Tuliskan ulang bagian teks tentang GP Ansor dan pertemuan dengan Wiranto antara "Ansor memang sedang" dan "perilaku ormas radikal.", termasuk kedua batas itu.

[TEKS LATIHAN]

“Bapak mau ketemu..”. Pesan itu datang. Oke, siap-siap. Aku pun meluncur ke Jalan Medan Merdeka. Sampai di sana waktu masih ada setengah jam, sampai pula Ketua Umum GP Ansor H. Yaqut Cholil Qoumas alias Gus Yaqut bersama Kepala Banser Alfa Isnaeni.
Hari ini kami akan menemui Menko Politik, Hukum, dan HAM Wiranto.
Entah kenapa aku merasa senang tadi itu. Kepingan-kepingan puzzle mulai bertemu dan tersusun. Mulailah tampak bayangan jelas bagaimana bentuk gambar negara ini nanti.
Ansor memang sedang naik daun di bawah kepemimpinan Gus Yaqut, keponakan KH A. Mustofa Bisri (Gus Mus) ini. Lelaki besar yang sejak dulu tukang berantem ini tidak seseram gambarnya di mana-mana. Ia sangat ramah, humoris, dan terbuka. Pribadi yang menyenangkan mengingat ia memimpin sekitar lebih dari 1,5 juta anak muda yang siap menerima komandonya.
Dan tulisanku tentangnya dan organisasi besarnya pun menembus ruang-ruang gelap yang selama ini tertutup rapat. Sampailah ke meja mantan Panglima TNI, Bapak Wiranto, yang baru saja menghebohkan karena mengumumkan terbitnya Perppu untuk membubarkan Hizbut Tahrir Indonesia.
Dalam obrolan tadi, Ansor menyatakan sikap tegas mendukung pemerintah jika pemerintah pun tegas, karena tugas Ansor dan Banser adalah menjaga NKRI jangan sampai lepas karena perilaku ormas radikal.
Memang, negeri ini sekarang butuh anak-anak muda yang tergabung dalam ormas Ansor dan Banser ini. Merekalah antivirus yang efektif jika ingin menyembuhkan negeri ini dari kebodohan yang massif dipompakan ke otak-otak fanatik dan siap menjadi mesin perang itu…
Saya mengusulkan Pak Wiranto menyiapkan payung cadangan karena dampak pembubaran ormas itu tidak main-main. “Jika mereka tidak punya baju organisasi, lalu bagaimana pemerintah bisa mendeteksi mereka di kemudian hari?”
Jangan sampai mereka menjadi lone wolf baru, sel-sel tidur yang baru.
Karena itu, kembalikan proses deradikalisasi mereka kepada rakyat, jangan lagi ke pemerintah karena mereka sudah pasti anti kepada pemerintah. Dan GP Ansor juga Banser adalah salah satu perwakilan rakyat yang siap untuk itu.

[/TEKS LATIHAN]
[BLOK DATA]

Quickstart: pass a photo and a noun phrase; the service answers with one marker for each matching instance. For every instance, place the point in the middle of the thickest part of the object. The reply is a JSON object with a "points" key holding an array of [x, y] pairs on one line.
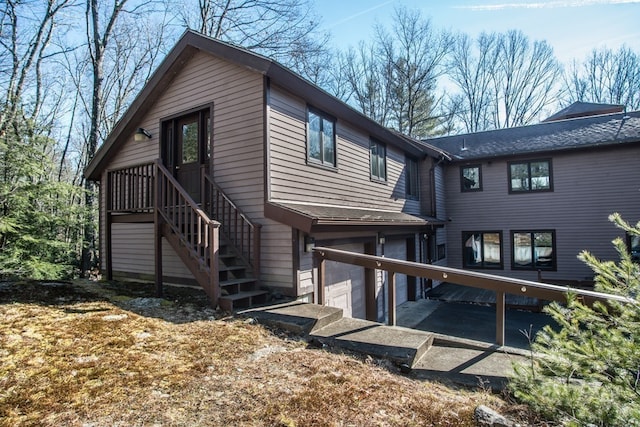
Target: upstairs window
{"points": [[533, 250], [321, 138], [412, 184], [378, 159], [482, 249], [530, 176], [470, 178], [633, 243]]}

[/BLOK DATA]

> **JAWABAN TERTULIS**
Ansor memang sedang naik daun di bawah kepemimpinan Gus Yaqut, keponakan KH A. Mustofa Bisri (Gus Mus) ini. Lelaki besar yang sejak dulu tukang berantem ini tidak seseram gambarnya di mana-mana. Ia sangat ramah, humoris, dan terbuka. Pribadi yang menyenangkan mengingat ia memimpin sekitar lebih dari 1,5 juta anak muda yang siap menerima komandonya.
Dan tulisanku tentangnya dan organisasi besarnya pun menembus ruang-ruang gelap yang selama ini tertutup rapat. Sampailah ke meja mantan Panglima TNI, Bapak Wiranto, yang baru saja menghebohkan karena mengumumkan terbitnya Perppu untuk membubarkan Hizbut Tahrir Indonesia.
Dalam obrolan tadi, Ansor menyatakan sikap tegas mendukung pemerintah jika pemerintah pun tegas, karena tugas Ansor dan Banser adalah menjaga NKRI jangan sampai lepas karena perilaku ormas radikal.